- [Consigne]: D'après la critique du film The house that Jack built, de quelle couleur sont le cric et le van ?

- [Texte fourni]:
[Critique dégoulinante de spoils]


En anglais, un cric se dit « jack ». Le genre de jeu de mots qu’affectionne Lars Von Trier. Le cric est ici fondateur : Jack se découvre serial killer presque par hasard, parce qu’une femme un peu trop délurée le lui suggère. « Elle l’a bien cherché », a-t-on envie de dire avec cynisme, et c’est le genre de phrase que pourrait lâcher Lars le provocateur : elle commence par lui dire qu’il a une tête de tueur (ce qui est vrai), puis le défie d’avoir le cran de passer à l’action. Alors Jack passe à l’action et se découvre une vocation.


Le crime comme œuvre d’art, voilà bien un sujet provocateur comme les aime le Danois. Après le sexe, le meurtre : The house that Jack built rappelle franchement Nymphomaniac (dont je n’ai toujours vu que le premier volet), avec cette confession du héros, ici dans le noir, des cartons découpant le film en chapitres. Ces illustrations naïves aussi : pour parler de prédateurs et de proies on montre un tigre et des agneaux, volontiers sous forme de dessin animé ; Jack pose devant sa voiture et décline les thèmes sous forme de panneaux ; des croquis illustrent la réflexion sur les cathédrales ou le chemin de l’ombre du marcheur d’un réverbère à l’autre pour exprimer l’alternance jouissance/souffrance/action. Lars Von Trier assume pleinement ce côté « basiquement » illustratif jusqu’au comique. Ainsi le cric et le van sont rouges comme le sang. Ce côté premier degré a quelque chose de rafraîchissant, si je puis me permettre cet adjectif dans le cadre d’un film aussi poisseux. On pourrait parler d'une forme de naïveté (fausse naïveté ?) pour qualifier le style de Lars Von Trier, et l'on notera au passage que "The house that Jack built" est aussi une comptine ! Une comptine cumulative, à l'image des macchabés qui se succèdent.

- [Données fournies]:

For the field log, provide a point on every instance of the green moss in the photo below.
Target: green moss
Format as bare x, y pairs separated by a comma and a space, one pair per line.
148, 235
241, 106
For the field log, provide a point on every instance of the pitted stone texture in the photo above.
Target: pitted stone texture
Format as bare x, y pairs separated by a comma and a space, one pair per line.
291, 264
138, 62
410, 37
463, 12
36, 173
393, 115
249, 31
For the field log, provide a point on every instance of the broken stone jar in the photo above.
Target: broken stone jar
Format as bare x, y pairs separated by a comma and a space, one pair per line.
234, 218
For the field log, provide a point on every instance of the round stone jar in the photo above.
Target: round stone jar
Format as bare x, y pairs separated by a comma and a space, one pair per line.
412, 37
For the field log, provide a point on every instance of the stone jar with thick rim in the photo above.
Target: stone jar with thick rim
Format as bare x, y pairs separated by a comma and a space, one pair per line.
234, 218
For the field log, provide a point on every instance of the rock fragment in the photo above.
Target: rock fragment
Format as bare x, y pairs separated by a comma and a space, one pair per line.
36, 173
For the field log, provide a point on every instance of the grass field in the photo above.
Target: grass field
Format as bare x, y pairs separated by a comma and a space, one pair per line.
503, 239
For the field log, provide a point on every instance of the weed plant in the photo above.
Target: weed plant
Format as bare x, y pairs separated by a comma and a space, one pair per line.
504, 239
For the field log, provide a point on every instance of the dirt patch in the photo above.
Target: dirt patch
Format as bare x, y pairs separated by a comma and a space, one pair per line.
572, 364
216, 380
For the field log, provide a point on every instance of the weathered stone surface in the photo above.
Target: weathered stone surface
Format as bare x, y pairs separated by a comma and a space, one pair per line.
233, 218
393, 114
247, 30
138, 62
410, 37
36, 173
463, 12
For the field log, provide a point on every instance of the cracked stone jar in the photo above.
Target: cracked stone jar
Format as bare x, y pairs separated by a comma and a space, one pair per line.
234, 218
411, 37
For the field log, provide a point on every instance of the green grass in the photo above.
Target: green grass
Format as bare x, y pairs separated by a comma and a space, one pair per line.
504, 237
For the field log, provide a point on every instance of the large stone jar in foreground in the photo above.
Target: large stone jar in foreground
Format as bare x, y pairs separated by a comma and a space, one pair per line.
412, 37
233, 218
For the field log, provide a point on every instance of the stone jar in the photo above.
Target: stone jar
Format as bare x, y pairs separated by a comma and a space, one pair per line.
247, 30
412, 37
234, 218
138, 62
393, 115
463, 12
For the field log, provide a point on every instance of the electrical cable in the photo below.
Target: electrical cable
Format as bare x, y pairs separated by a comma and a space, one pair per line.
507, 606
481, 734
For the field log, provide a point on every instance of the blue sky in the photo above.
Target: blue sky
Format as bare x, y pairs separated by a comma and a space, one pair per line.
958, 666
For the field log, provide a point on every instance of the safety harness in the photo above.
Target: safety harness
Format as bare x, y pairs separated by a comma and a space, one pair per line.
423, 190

- [Corrigé]: Ils sont rouges comme le sang.